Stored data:
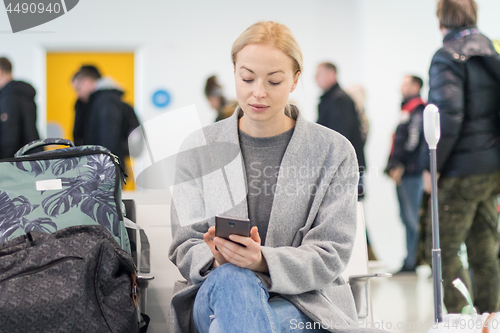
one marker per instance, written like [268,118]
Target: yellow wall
[61,97]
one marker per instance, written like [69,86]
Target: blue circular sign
[161,98]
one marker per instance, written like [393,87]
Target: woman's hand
[249,257]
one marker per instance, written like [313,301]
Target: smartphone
[225,226]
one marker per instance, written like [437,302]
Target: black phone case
[225,226]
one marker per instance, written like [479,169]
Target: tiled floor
[403,303]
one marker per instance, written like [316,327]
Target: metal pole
[436,250]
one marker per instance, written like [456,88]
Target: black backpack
[76,279]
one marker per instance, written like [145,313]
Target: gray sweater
[311,228]
[262,158]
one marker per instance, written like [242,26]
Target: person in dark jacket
[464,80]
[17,112]
[101,117]
[337,111]
[405,165]
[213,92]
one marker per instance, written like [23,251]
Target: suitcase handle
[41,143]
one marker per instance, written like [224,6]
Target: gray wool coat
[311,228]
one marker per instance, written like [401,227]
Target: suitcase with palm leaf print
[51,190]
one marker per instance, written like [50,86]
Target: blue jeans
[233,299]
[410,193]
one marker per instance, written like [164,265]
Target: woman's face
[264,78]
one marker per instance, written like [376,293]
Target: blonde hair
[454,14]
[271,33]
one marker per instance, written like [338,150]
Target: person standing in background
[17,112]
[405,165]
[464,82]
[101,117]
[337,111]
[213,92]
[358,96]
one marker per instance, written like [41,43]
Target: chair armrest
[361,291]
[366,277]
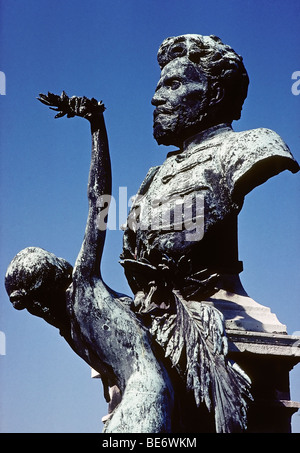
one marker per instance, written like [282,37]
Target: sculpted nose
[157,99]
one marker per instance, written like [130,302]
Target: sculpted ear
[217,94]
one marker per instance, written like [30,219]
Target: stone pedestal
[267,359]
[259,343]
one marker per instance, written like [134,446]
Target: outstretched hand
[74,106]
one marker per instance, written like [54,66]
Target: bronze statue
[164,351]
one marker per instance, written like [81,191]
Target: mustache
[164,111]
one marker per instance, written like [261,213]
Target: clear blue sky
[107,49]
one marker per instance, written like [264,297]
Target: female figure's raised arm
[99,184]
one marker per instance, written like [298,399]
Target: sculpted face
[181,102]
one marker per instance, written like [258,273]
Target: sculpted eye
[174,84]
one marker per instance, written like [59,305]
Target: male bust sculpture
[167,346]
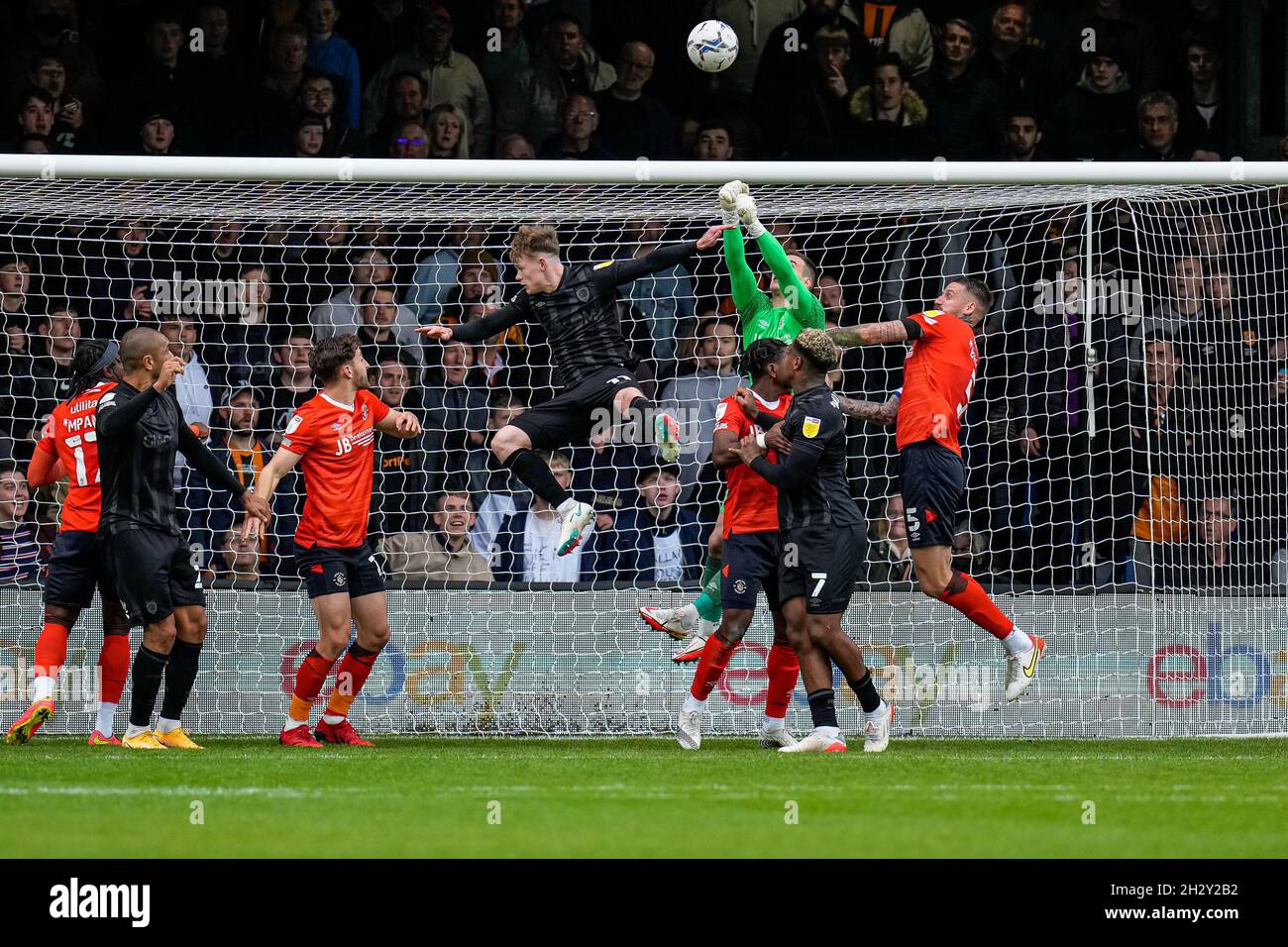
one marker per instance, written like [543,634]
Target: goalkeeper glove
[729,200]
[747,214]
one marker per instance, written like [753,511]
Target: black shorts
[331,571]
[571,415]
[820,564]
[932,483]
[751,565]
[75,570]
[153,573]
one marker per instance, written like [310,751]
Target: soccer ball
[712,46]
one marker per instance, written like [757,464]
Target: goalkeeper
[790,307]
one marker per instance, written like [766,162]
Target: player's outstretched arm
[809,311]
[871,334]
[266,482]
[399,424]
[875,411]
[46,467]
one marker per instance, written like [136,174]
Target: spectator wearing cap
[35,112]
[71,132]
[1157,124]
[892,116]
[449,129]
[402,464]
[318,98]
[333,54]
[531,103]
[1095,121]
[384,325]
[1203,115]
[1020,69]
[515,149]
[658,541]
[632,123]
[156,136]
[579,140]
[165,82]
[966,115]
[21,552]
[524,547]
[500,64]
[450,76]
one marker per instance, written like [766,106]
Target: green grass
[429,797]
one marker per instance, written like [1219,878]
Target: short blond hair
[535,241]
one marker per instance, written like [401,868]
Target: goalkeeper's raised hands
[746,209]
[729,195]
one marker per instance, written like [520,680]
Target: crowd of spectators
[1140,80]
[1128,423]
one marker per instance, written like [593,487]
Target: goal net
[1126,441]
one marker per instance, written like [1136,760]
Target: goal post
[1126,441]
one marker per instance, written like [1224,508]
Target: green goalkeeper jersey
[759,317]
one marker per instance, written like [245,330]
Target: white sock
[43,688]
[106,720]
[1018,643]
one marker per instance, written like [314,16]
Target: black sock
[822,707]
[536,475]
[179,677]
[867,693]
[145,682]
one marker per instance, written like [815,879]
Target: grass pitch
[647,797]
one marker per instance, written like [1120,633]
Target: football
[712,46]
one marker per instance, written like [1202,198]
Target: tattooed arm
[876,333]
[874,411]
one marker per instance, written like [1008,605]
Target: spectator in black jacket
[1095,121]
[892,116]
[966,115]
[631,123]
[1157,124]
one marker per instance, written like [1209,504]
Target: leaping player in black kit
[575,303]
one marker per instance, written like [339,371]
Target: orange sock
[51,650]
[715,659]
[349,680]
[114,663]
[308,684]
[969,598]
[784,671]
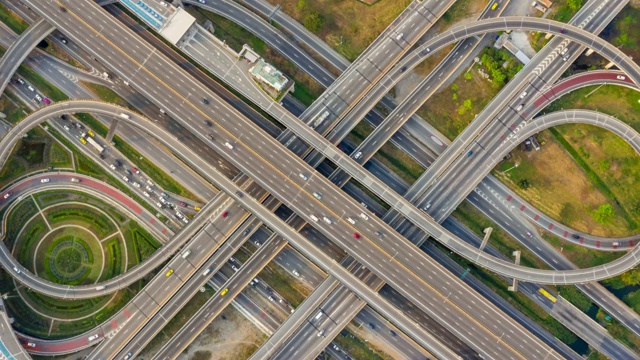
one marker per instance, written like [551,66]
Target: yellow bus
[546,294]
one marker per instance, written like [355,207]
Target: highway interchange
[302,209]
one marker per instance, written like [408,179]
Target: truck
[95,144]
[539,6]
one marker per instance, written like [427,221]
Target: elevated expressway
[259,210]
[168,100]
[245,135]
[19,50]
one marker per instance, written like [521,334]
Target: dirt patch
[229,337]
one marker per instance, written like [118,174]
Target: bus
[95,144]
[546,294]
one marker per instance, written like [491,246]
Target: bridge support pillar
[112,130]
[487,233]
[514,287]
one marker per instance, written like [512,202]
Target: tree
[603,214]
[313,21]
[574,5]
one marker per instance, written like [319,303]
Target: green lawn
[12,20]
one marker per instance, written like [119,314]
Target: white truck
[94,144]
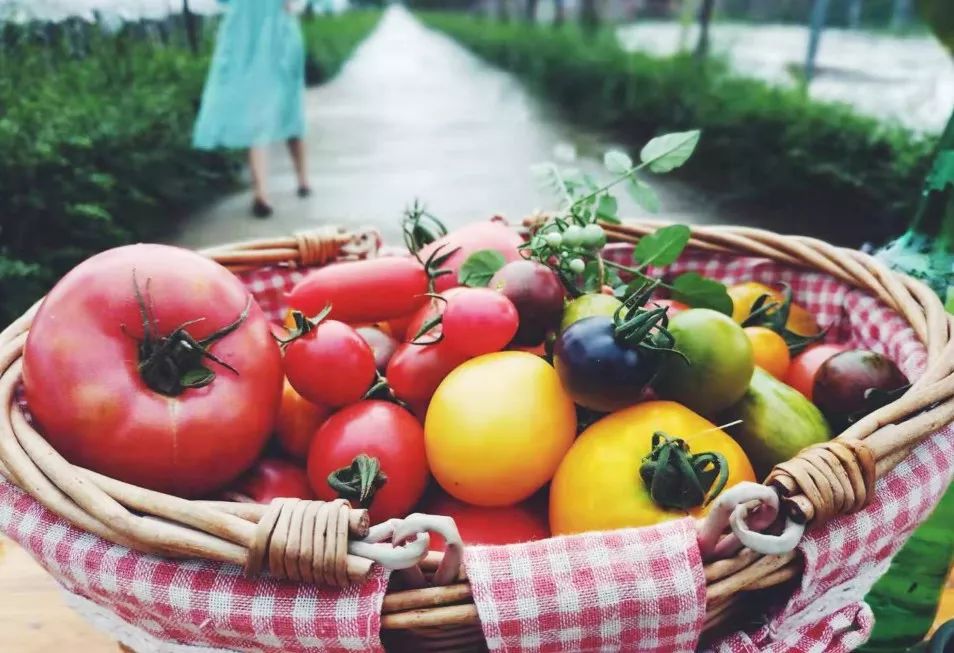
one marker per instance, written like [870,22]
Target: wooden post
[819,14]
[854,14]
[705,19]
[191,30]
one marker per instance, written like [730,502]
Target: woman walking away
[254,93]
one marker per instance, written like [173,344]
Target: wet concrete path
[414,115]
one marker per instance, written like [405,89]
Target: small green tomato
[573,236]
[593,236]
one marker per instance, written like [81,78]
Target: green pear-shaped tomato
[589,305]
[720,362]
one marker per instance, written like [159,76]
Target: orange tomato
[298,419]
[497,427]
[745,294]
[801,373]
[598,484]
[769,351]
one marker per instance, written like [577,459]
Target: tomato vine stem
[678,479]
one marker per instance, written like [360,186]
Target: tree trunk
[854,14]
[192,33]
[589,15]
[901,14]
[531,10]
[503,11]
[705,19]
[819,15]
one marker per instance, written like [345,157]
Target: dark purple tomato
[382,345]
[853,383]
[598,372]
[537,293]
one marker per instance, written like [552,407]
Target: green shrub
[95,133]
[773,146]
[331,39]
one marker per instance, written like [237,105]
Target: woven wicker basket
[820,483]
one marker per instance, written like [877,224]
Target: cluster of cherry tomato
[362,371]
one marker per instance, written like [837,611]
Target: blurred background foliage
[773,146]
[95,130]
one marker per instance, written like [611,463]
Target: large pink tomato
[152,364]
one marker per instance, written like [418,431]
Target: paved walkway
[414,115]
[909,79]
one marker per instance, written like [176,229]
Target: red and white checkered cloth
[629,590]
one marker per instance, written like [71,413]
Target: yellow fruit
[598,484]
[745,294]
[497,427]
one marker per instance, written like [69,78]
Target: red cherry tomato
[397,327]
[298,419]
[479,321]
[380,430]
[381,344]
[273,478]
[523,522]
[330,364]
[672,306]
[363,291]
[415,371]
[803,368]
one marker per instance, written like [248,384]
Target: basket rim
[225,530]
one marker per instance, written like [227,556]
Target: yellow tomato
[298,420]
[769,351]
[497,427]
[598,485]
[745,294]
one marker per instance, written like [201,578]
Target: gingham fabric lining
[212,605]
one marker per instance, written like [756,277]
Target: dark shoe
[261,209]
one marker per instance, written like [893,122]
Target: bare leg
[257,165]
[296,149]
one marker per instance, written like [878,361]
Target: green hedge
[770,146]
[95,132]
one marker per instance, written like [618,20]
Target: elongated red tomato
[415,371]
[116,381]
[524,522]
[363,291]
[392,443]
[467,240]
[274,478]
[331,364]
[479,321]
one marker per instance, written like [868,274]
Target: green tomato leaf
[643,194]
[942,173]
[669,151]
[663,246]
[701,292]
[617,162]
[479,267]
[606,209]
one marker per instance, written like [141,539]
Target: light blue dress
[254,93]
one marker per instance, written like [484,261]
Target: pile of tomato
[436,383]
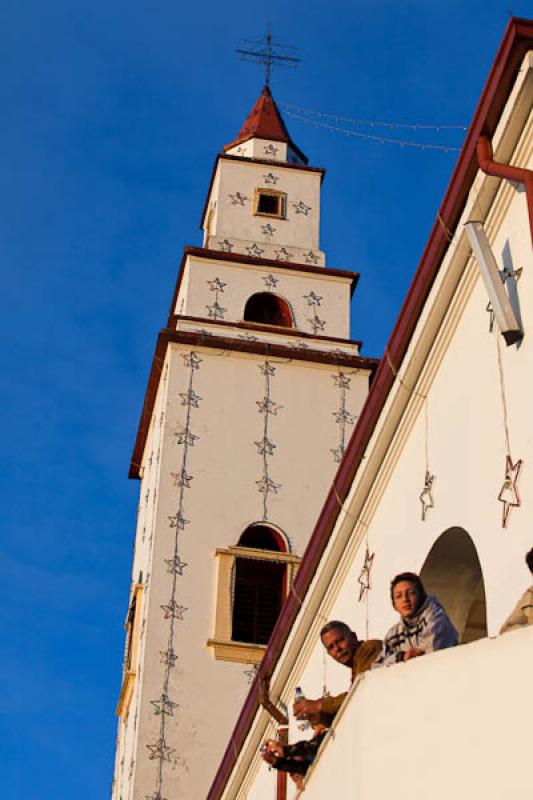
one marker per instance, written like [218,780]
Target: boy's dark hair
[412,577]
[335,625]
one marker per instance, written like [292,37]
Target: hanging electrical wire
[317,120]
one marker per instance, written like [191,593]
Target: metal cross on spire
[264,51]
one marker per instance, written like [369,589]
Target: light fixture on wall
[504,314]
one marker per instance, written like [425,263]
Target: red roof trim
[517,40]
[258,326]
[198,339]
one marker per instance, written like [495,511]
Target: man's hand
[413,653]
[307,709]
[271,751]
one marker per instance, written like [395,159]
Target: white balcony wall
[456,724]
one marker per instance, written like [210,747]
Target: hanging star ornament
[160,751]
[509,492]
[172,609]
[426,495]
[364,579]
[163,705]
[175,565]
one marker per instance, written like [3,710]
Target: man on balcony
[343,646]
[523,611]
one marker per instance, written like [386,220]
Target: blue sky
[112,115]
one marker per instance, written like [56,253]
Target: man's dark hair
[335,625]
[412,577]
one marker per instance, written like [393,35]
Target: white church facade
[254,391]
[437,480]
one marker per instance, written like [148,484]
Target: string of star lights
[265,446]
[164,705]
[336,123]
[343,418]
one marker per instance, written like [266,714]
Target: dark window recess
[263,538]
[269,204]
[257,599]
[268,309]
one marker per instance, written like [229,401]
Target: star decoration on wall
[252,672]
[266,484]
[426,495]
[174,610]
[237,199]
[190,398]
[268,406]
[216,311]
[168,657]
[178,521]
[364,579]
[216,285]
[265,446]
[181,478]
[255,251]
[186,437]
[270,281]
[192,360]
[338,453]
[342,380]
[509,492]
[317,324]
[266,368]
[164,705]
[175,565]
[160,751]
[508,272]
[301,208]
[313,299]
[343,416]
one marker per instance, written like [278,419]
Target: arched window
[253,579]
[259,585]
[268,309]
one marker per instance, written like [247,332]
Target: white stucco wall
[244,280]
[446,405]
[457,724]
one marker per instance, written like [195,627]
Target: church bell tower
[253,392]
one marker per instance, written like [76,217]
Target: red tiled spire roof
[265,122]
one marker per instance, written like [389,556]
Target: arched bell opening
[268,309]
[452,572]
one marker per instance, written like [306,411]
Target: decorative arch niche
[268,309]
[452,572]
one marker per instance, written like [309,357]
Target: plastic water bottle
[303,725]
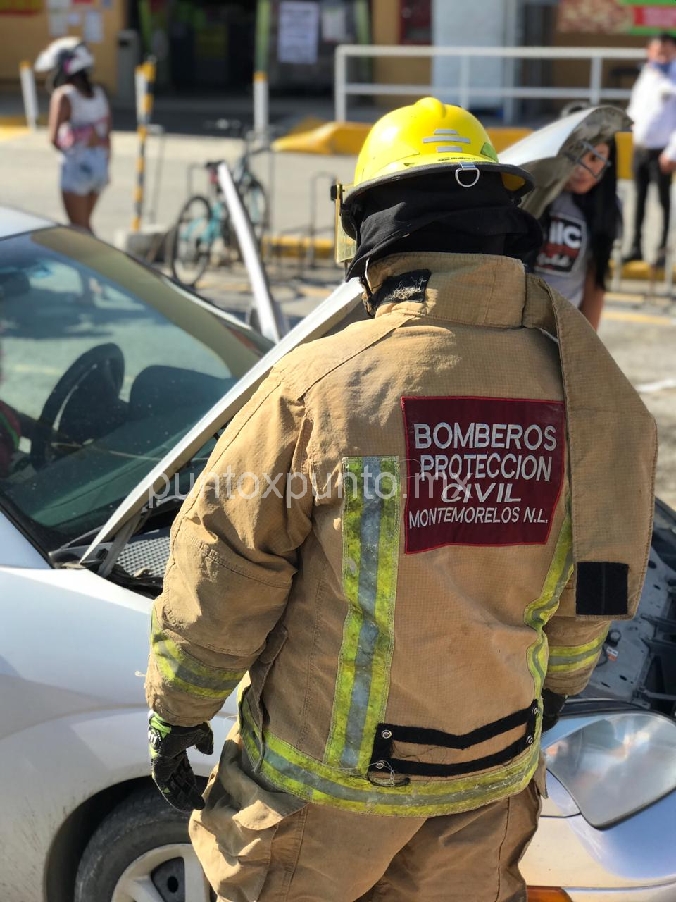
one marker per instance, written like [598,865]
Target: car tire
[143,839]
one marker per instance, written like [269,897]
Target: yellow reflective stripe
[539,611]
[574,657]
[371,525]
[184,672]
[288,769]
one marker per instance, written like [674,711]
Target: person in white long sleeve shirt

# WORK TO BE COMPLETED:
Recast the lines from the one containing "one marker per instance, written like [598,865]" through the final line of the items, both ends included, as a Markdown table with the columns Row and Line, skipping any blank lines.

# EXERCISE RESPONSE:
| Row | Line |
|---|---|
| 1 | one marker per instance, written like [598,865] |
| 2 | Target: car tire |
| 3 | [143,839] |
| 4 | one marker per instance, written like [269,897] |
| 5 | Target: yellow reflective stripe |
| 6 | [539,611] |
| 7 | [574,657] |
| 8 | [371,525] |
| 9 | [184,672] |
| 10 | [288,769] |
| 11 | one marker per instance, written like [674,711] |
| 12 | Target: person in white long sleeve shirt |